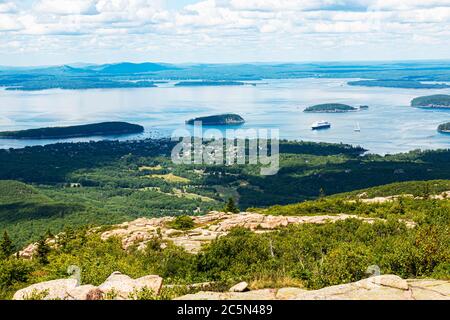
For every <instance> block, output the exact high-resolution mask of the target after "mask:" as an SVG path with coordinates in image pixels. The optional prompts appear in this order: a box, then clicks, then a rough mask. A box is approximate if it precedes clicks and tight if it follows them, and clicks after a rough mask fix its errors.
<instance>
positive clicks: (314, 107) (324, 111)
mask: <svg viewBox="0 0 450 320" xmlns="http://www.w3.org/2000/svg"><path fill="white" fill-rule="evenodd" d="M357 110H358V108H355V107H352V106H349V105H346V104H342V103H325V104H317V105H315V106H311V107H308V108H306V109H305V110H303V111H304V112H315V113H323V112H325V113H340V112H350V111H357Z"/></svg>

--

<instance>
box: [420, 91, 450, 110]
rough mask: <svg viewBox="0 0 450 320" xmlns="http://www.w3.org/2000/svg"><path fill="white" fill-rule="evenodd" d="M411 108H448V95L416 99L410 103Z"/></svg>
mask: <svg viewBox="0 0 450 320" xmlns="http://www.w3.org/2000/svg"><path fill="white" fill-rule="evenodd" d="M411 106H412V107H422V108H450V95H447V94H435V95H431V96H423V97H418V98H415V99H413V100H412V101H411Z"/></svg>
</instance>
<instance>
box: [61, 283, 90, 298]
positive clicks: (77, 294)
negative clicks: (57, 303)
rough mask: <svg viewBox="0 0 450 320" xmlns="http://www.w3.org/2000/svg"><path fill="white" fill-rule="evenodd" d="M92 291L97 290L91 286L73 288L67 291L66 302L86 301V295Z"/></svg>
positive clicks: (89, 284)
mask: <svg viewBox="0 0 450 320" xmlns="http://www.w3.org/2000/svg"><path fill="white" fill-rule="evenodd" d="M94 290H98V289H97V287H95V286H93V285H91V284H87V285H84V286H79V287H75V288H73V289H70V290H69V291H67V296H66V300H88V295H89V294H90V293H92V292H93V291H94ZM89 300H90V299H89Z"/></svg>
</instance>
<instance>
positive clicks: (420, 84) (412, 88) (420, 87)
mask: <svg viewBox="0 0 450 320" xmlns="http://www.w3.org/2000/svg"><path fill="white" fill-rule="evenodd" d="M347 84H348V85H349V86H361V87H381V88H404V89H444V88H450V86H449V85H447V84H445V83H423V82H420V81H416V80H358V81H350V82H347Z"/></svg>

...

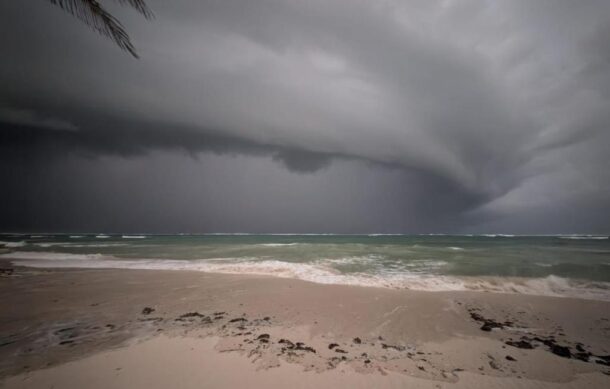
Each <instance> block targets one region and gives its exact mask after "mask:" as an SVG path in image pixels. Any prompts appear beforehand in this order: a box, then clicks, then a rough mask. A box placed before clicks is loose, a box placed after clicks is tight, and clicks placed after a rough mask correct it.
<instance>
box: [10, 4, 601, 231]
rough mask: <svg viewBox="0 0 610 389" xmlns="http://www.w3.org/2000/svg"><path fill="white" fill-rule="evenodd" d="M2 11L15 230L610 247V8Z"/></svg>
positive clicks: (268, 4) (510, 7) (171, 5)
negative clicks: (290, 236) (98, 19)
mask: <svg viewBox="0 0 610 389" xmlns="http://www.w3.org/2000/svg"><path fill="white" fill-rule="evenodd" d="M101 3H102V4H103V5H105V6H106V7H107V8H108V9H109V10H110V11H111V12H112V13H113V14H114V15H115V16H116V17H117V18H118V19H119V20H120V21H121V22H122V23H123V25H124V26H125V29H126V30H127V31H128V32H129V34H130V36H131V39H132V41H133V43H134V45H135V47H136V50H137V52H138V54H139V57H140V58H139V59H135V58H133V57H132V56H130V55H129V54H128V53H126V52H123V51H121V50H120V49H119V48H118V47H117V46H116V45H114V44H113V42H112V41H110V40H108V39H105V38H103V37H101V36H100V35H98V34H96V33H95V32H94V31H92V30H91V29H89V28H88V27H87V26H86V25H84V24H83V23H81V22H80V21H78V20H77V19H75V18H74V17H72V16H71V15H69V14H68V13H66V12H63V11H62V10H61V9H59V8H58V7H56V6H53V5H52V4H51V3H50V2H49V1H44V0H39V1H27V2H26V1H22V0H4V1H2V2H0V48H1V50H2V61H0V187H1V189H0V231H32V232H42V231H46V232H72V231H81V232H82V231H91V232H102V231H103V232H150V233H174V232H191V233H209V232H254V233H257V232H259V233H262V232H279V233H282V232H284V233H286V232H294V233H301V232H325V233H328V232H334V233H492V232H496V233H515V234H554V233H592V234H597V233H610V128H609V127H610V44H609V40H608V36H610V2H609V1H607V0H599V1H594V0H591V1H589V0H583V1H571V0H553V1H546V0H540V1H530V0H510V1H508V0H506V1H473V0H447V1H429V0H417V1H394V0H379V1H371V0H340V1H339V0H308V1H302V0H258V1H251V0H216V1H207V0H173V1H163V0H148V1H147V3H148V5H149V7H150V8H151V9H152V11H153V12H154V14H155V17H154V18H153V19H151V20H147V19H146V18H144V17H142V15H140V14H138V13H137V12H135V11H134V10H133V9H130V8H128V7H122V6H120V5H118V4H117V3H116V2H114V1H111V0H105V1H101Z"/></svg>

> **Problem details**
Count the lines of the material above that contain the string "positive", treating uppercase and lowercase as different. Give only the number.

> **Task output**
5